** START INFORMATION GIVEN **

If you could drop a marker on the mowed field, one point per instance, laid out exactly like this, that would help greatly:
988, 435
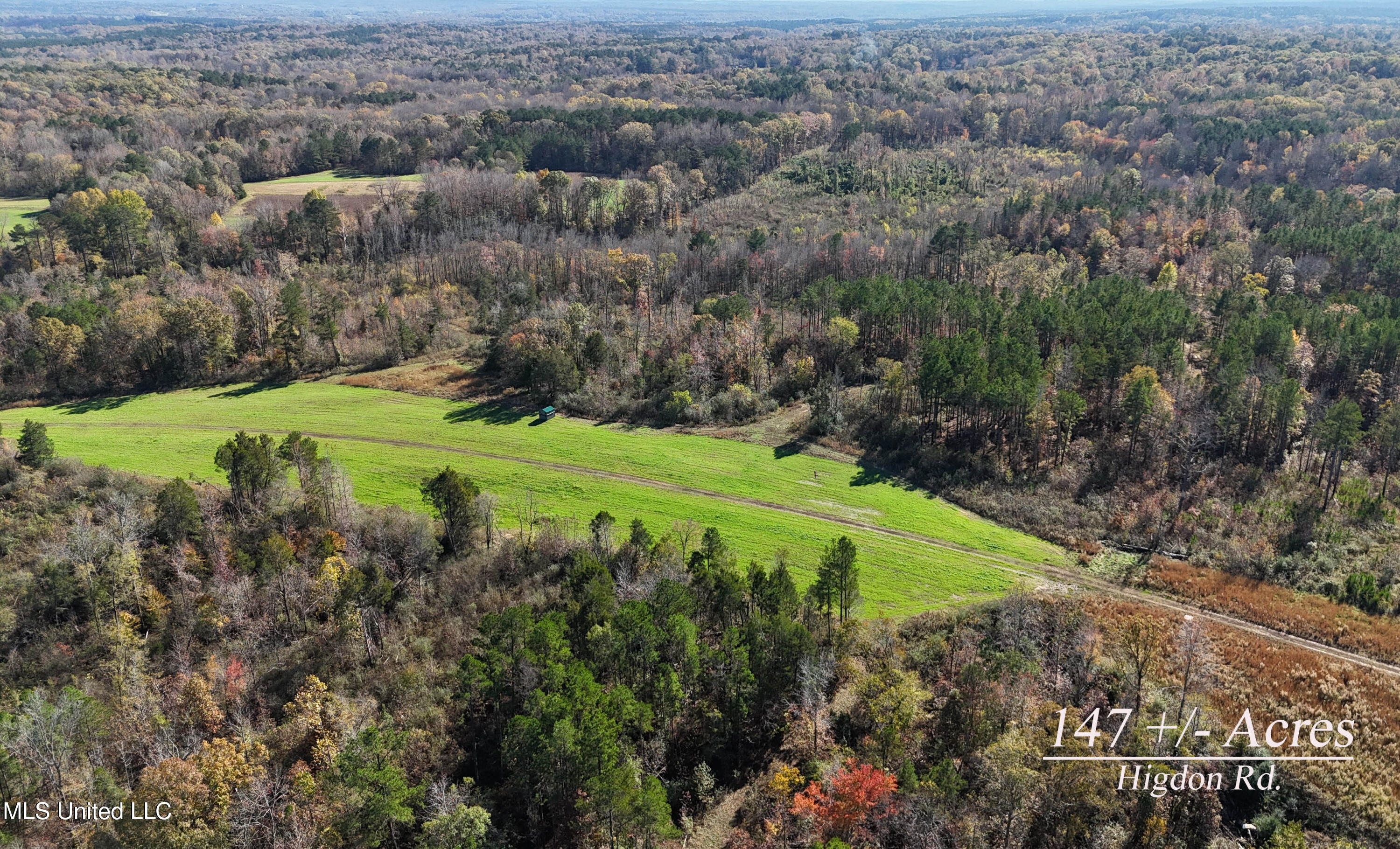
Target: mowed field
19, 210
345, 187
390, 441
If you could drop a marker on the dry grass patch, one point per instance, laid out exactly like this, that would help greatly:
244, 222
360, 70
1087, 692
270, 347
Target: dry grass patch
1276, 680
1302, 614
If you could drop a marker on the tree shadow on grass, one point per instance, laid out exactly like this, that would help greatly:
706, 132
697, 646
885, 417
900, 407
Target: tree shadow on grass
868, 474
251, 390
787, 449
96, 405
499, 415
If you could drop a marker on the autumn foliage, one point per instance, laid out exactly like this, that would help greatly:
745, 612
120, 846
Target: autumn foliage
859, 792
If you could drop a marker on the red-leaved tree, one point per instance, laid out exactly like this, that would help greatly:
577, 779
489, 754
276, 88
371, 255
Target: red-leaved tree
859, 793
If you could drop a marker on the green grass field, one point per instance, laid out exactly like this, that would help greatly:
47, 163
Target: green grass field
899, 575
331, 182
20, 210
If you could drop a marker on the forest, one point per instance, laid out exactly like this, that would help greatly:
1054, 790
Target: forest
1129, 282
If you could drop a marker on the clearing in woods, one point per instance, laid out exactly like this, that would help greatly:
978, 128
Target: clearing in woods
19, 210
287, 192
762, 498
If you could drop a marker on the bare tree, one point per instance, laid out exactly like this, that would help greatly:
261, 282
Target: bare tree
1193, 652
486, 514
814, 676
49, 735
685, 532
1139, 645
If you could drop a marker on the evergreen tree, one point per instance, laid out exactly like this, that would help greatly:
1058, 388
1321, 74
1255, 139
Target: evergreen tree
35, 446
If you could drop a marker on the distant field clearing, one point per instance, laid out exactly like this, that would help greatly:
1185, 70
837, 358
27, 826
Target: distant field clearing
390, 441
19, 210
287, 192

** END INFORMATION GIVEN **

YOUR INSTRUCTIONS
Go through the listing above and quote it exactly, apart from its images.

FINISHED ANSWER
If you could drop a marker on the mowed field, one point per instance, laid out exactly like this, that would help greatly:
988, 435
Target: mowed field
19, 210
345, 187
390, 441
If you could drop a marker on the dry grass patch, one point per instance, laid out exactly like this, that would help greatly:
244, 222
360, 70
1087, 692
270, 347
Target: dry grass patch
1276, 680
1302, 614
If you could drop a marker on the tree shadow on grass, one point per instance, laid out exactly like this, that would help greatly:
706, 132
697, 646
885, 417
900, 407
Target: tree shadow on grass
868, 474
251, 390
787, 449
96, 405
499, 415
If you could drop a marker on the autumn foliage, one point per instance, laid out exactly like this, that would help greatly:
745, 612
120, 846
Target: autumn foliage
859, 792
If you could drop a marker on the red-leaved tree, one point per instance, laid out exactly like this, that would help greatly:
577, 779
489, 754
276, 88
371, 255
Target: red-leaved tree
859, 793
If you could drop a marker on the green grass field, one point per instance, laid out exactly like this, that would help greatly:
47, 163
Target: green grass field
899, 575
331, 182
20, 210
If you could drop a marker on the forest, one point per instance, laid out exactly like this, that would help greatly:
1054, 790
Target: forest
1129, 282
If you could drop a marker on the clearing in woods, one point per instance, laid out exactly like this, that would help greatly:
978, 128
Target: clearing in woods
19, 210
287, 192
762, 498
If you could drop a marker on the bare tree, one point per instance, laid out exactly like this, that would help greatly:
261, 282
Target: bare tree
1193, 652
486, 514
814, 676
49, 735
685, 532
1139, 645
If you could drop a marker on the evergreen tree, one point per instance, laid out exactly like this, that would help greatly:
1058, 388
1321, 74
1255, 139
Target: evergreen tree
35, 446
If you could drop a marker on the distant field clearing, one point per instance, laid out exactly like this, that would help greatly:
1185, 70
837, 358
27, 826
Target: distant field clearing
390, 441
19, 210
287, 192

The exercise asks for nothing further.